Work to complete: Retype the rows below, word for word, from the very first line through the line containing "[0,313,1024,786]", including both of those lines.

Extracted information:

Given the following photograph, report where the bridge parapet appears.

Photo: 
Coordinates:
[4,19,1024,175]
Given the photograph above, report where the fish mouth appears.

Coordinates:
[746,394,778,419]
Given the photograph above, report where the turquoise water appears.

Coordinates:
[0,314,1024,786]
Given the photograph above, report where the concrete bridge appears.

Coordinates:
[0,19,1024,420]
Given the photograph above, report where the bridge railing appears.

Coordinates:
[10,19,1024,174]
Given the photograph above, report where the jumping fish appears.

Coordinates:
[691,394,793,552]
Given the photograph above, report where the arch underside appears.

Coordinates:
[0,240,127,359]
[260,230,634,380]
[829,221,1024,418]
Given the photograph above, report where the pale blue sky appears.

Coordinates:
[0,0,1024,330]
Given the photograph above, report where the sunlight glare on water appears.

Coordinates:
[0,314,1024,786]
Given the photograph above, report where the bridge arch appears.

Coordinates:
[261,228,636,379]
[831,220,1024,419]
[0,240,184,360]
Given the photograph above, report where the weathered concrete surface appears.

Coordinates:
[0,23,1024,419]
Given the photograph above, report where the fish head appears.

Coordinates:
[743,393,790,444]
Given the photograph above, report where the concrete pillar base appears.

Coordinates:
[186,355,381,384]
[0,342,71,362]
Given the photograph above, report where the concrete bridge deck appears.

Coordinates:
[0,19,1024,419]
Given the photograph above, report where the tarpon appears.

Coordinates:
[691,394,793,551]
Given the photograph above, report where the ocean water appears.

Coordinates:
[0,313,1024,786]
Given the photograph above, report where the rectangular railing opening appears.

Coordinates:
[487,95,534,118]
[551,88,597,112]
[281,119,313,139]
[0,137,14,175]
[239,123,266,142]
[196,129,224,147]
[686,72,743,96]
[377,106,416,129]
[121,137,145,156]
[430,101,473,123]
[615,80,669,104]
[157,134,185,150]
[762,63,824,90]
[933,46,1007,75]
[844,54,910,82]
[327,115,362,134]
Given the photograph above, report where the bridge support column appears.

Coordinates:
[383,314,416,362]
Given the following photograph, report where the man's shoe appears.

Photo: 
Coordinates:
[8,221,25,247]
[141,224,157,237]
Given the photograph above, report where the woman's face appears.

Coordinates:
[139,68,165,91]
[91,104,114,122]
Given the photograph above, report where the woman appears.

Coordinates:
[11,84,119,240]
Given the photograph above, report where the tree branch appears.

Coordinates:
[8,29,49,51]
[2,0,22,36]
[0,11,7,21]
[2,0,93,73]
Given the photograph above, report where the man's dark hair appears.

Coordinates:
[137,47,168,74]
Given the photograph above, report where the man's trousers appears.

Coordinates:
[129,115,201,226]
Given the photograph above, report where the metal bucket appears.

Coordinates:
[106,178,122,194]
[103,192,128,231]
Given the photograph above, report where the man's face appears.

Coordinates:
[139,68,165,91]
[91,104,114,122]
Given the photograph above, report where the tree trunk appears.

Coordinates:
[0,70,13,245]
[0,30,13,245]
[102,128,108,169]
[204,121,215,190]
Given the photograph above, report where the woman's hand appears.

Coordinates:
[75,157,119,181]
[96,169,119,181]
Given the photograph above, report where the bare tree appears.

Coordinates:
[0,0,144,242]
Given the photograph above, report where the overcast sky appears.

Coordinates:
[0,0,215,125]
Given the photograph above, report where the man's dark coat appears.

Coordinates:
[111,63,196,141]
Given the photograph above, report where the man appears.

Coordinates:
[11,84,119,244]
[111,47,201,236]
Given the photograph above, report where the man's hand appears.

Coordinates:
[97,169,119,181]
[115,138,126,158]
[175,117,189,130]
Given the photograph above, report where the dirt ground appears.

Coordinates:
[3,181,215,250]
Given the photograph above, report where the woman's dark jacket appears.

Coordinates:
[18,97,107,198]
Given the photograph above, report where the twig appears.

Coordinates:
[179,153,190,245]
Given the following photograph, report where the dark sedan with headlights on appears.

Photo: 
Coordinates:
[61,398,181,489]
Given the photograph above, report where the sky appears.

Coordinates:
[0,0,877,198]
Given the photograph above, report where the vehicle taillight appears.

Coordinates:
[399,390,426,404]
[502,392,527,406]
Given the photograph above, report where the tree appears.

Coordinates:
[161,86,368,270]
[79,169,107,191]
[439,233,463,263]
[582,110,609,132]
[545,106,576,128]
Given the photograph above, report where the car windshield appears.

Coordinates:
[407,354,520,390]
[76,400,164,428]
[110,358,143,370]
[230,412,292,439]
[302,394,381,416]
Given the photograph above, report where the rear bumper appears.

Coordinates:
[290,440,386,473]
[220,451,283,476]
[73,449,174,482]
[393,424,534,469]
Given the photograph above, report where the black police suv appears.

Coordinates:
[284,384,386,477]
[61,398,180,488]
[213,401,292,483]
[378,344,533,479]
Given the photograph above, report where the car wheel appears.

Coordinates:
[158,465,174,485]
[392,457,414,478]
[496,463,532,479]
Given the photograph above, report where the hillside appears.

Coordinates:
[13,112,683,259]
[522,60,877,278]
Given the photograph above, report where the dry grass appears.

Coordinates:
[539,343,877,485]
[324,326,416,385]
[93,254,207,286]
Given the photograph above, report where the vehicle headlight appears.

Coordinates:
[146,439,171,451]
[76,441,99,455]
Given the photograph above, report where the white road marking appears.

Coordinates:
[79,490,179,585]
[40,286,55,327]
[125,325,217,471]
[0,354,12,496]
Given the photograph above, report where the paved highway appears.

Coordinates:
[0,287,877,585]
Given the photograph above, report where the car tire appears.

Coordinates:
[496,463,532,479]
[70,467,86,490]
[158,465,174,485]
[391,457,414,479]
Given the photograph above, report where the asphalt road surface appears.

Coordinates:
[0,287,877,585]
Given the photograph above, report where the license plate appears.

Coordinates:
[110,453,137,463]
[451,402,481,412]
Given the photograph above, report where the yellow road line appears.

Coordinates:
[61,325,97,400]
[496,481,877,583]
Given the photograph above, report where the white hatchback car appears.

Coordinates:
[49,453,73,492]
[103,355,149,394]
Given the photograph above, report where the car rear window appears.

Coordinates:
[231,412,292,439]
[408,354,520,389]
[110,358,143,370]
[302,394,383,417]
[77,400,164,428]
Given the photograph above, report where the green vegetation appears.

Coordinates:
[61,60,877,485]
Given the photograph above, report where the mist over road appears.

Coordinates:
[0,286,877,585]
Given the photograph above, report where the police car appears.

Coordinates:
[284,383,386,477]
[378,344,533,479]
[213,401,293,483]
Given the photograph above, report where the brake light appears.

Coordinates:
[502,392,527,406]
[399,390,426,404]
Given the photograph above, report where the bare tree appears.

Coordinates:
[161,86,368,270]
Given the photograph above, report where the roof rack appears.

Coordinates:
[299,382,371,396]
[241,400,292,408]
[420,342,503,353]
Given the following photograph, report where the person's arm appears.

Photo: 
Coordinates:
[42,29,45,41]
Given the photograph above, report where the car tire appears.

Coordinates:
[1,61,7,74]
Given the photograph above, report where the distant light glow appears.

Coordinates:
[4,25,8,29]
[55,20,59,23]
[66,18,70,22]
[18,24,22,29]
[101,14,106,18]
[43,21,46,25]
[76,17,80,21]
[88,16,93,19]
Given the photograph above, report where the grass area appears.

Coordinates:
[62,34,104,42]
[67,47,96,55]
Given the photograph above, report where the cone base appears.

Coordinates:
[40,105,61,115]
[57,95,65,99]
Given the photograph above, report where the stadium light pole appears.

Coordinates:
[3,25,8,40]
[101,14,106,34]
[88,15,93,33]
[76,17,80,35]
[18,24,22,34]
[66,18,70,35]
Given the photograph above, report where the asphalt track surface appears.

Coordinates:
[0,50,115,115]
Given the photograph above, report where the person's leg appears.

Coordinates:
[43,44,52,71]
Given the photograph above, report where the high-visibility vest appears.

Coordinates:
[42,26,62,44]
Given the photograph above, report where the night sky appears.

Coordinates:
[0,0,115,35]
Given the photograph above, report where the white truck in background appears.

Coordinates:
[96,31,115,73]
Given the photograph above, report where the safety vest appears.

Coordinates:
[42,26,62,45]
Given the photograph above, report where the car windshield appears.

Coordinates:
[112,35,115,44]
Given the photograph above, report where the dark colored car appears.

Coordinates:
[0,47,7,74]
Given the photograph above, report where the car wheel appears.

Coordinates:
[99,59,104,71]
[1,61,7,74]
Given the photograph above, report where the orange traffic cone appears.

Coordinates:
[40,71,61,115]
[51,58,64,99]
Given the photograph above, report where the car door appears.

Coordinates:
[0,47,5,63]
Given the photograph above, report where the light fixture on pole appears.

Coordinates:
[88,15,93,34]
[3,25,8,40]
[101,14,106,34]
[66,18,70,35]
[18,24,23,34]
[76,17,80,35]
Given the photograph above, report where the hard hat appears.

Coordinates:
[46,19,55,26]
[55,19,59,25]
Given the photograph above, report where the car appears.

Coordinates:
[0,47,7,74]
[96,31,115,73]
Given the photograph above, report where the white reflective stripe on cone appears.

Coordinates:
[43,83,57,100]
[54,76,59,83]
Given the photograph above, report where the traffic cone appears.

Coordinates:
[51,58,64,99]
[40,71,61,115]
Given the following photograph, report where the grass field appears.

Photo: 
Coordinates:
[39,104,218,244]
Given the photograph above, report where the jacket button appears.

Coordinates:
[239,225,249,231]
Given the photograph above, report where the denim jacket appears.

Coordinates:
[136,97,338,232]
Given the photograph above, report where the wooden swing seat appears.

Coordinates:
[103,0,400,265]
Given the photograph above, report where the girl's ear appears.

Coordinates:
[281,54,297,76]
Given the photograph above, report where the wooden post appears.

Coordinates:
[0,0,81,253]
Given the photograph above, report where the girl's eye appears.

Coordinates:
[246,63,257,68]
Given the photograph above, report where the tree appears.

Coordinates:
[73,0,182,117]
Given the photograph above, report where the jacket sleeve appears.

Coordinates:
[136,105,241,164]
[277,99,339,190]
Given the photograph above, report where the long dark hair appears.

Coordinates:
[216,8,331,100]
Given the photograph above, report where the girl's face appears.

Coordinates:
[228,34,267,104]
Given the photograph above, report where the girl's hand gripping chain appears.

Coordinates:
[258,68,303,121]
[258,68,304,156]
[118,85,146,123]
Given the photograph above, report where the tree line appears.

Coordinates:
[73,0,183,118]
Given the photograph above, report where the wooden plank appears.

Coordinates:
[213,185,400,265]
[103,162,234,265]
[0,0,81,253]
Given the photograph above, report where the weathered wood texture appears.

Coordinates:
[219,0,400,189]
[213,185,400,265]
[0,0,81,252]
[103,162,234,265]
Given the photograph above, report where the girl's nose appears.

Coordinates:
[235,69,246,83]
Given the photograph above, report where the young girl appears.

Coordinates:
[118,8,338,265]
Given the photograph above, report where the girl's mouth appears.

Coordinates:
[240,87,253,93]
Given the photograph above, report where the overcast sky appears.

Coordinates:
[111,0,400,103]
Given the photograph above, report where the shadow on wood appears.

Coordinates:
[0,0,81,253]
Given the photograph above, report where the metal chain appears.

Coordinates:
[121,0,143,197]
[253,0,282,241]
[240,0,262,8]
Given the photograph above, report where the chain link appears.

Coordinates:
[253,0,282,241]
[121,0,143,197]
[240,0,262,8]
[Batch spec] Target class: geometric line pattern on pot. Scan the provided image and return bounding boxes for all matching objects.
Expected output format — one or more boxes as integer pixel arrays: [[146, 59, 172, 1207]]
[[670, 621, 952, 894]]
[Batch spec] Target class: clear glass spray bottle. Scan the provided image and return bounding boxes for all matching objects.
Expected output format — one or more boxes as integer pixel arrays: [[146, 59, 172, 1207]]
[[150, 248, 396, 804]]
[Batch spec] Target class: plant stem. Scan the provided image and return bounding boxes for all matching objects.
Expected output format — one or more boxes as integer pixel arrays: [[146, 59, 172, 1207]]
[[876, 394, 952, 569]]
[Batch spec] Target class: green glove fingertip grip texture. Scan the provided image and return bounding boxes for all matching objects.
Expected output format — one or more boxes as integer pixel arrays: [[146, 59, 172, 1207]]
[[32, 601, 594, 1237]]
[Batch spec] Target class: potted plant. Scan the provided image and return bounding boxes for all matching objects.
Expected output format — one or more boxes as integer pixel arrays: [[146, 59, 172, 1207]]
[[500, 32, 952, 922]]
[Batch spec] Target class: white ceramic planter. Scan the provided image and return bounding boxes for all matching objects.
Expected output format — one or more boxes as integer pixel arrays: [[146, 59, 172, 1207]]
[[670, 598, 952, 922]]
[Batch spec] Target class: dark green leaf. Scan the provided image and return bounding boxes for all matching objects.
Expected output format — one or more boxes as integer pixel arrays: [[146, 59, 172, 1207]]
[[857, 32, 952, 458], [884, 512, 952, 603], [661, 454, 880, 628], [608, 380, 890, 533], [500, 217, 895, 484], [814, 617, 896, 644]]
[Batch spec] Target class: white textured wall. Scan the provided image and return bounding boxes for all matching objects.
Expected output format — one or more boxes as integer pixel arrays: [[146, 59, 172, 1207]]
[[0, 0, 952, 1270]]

Worked answer:
Given the following photograph, report where the bridge parapet appears.

Photo: 
Coordinates:
[4,19,1024,175]
Given the photograph above, report where the fish mouth appears.

Coordinates:
[746,394,778,419]
Given the photograph above, report where the turquoise water appears.

Coordinates:
[0,314,1024,786]
Given the photograph above, report where the concrete bridge appears.

Coordinates:
[0,19,1024,420]
Given the photograph above, report where the bridge railing appears.

Coordinates:
[10,19,1024,174]
Given the photograph above, report where the jumping fish appears.

Coordinates:
[691,394,793,552]
Given the photograph above, report where the arch underside appears.

Coordinates:
[0,240,127,359]
[260,230,634,380]
[829,221,1024,418]
Given the photograph above, report where the pale blue sky appears.

Coordinates:
[0,0,1024,330]
Given the photograph above, report where the sunlight glare on water appears.

Coordinates:
[0,314,1024,786]
Given the photograph above, report where the bridge arch appears.

Coordinates:
[261,228,636,379]
[831,220,1024,419]
[0,240,184,360]
Given the photograph above, report where the weathered concrete surface appears.

Coordinates:
[0,23,1024,419]
Given the photograph above, report where the fish head appears.

Coordinates:
[743,393,790,444]
Given the photograph above, report where the concrete pillar base appears.

Coordinates:
[186,355,381,384]
[0,342,71,362]
Given the photograph above, report where the concrete bridge deck appears.

Coordinates:
[0,19,1024,419]
Given the photograph above, report where the tarpon appears.

Coordinates:
[691,394,793,551]
Given the photograph above, report where the ocean water appears.

Coordinates:
[0,313,1024,786]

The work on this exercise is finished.